Apart from the images, the entire listing below must be restated word for word.

----

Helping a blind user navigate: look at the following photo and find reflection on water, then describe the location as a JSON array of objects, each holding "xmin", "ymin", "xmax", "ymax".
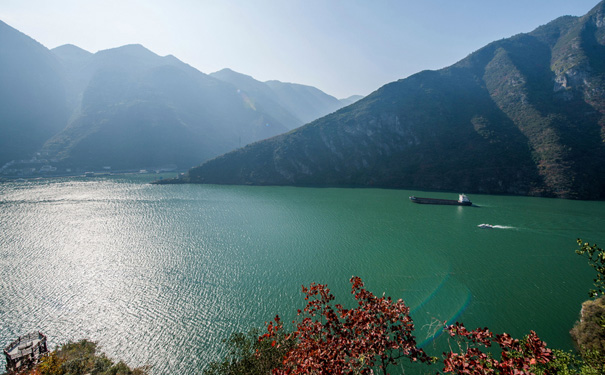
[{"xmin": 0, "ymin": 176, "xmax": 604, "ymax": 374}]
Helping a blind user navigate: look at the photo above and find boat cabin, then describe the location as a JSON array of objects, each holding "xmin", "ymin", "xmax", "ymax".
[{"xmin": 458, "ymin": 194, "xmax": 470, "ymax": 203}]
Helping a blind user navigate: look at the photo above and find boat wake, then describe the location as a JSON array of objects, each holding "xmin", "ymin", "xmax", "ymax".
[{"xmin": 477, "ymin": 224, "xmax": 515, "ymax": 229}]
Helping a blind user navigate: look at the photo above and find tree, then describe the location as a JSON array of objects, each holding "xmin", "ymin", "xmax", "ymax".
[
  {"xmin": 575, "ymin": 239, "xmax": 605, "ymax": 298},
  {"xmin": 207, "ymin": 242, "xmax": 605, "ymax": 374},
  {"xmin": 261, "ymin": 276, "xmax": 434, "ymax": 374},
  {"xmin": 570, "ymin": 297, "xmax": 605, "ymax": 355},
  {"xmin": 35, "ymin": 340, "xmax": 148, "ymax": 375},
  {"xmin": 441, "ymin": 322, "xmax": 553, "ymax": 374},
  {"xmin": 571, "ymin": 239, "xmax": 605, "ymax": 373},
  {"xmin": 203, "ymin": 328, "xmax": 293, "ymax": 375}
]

----

WRITTEN REPLY:
Helping a blind user navigate: look at the following photo and find reflection on water, then describe the location as a JSON array of objects, each holding "xmin", "ymin", "xmax", "ymax".
[{"xmin": 0, "ymin": 176, "xmax": 604, "ymax": 374}]
Helping a blind user navigate: look at the photo above and find boat cabin, then describe the location as a JSON array of objects, each holding "xmin", "ymin", "xmax", "ymax".
[{"xmin": 458, "ymin": 194, "xmax": 470, "ymax": 203}]
Helping a blind user navigate: look at the photo above and find boat wake, then describe the location as a JSON array of objects, each holding "xmin", "ymin", "xmax", "ymax".
[{"xmin": 477, "ymin": 224, "xmax": 515, "ymax": 229}]
Helping a blind user navigate: look at the photo above and find tree, then describe the location as a JSON array of objects, each holding "xmin", "ymin", "xmax", "ymax".
[
  {"xmin": 575, "ymin": 239, "xmax": 605, "ymax": 298},
  {"xmin": 207, "ymin": 242, "xmax": 605, "ymax": 374},
  {"xmin": 261, "ymin": 276, "xmax": 434, "ymax": 374},
  {"xmin": 570, "ymin": 297, "xmax": 605, "ymax": 355},
  {"xmin": 35, "ymin": 340, "xmax": 148, "ymax": 375},
  {"xmin": 441, "ymin": 322, "xmax": 553, "ymax": 374},
  {"xmin": 571, "ymin": 239, "xmax": 605, "ymax": 373},
  {"xmin": 203, "ymin": 328, "xmax": 293, "ymax": 375}
]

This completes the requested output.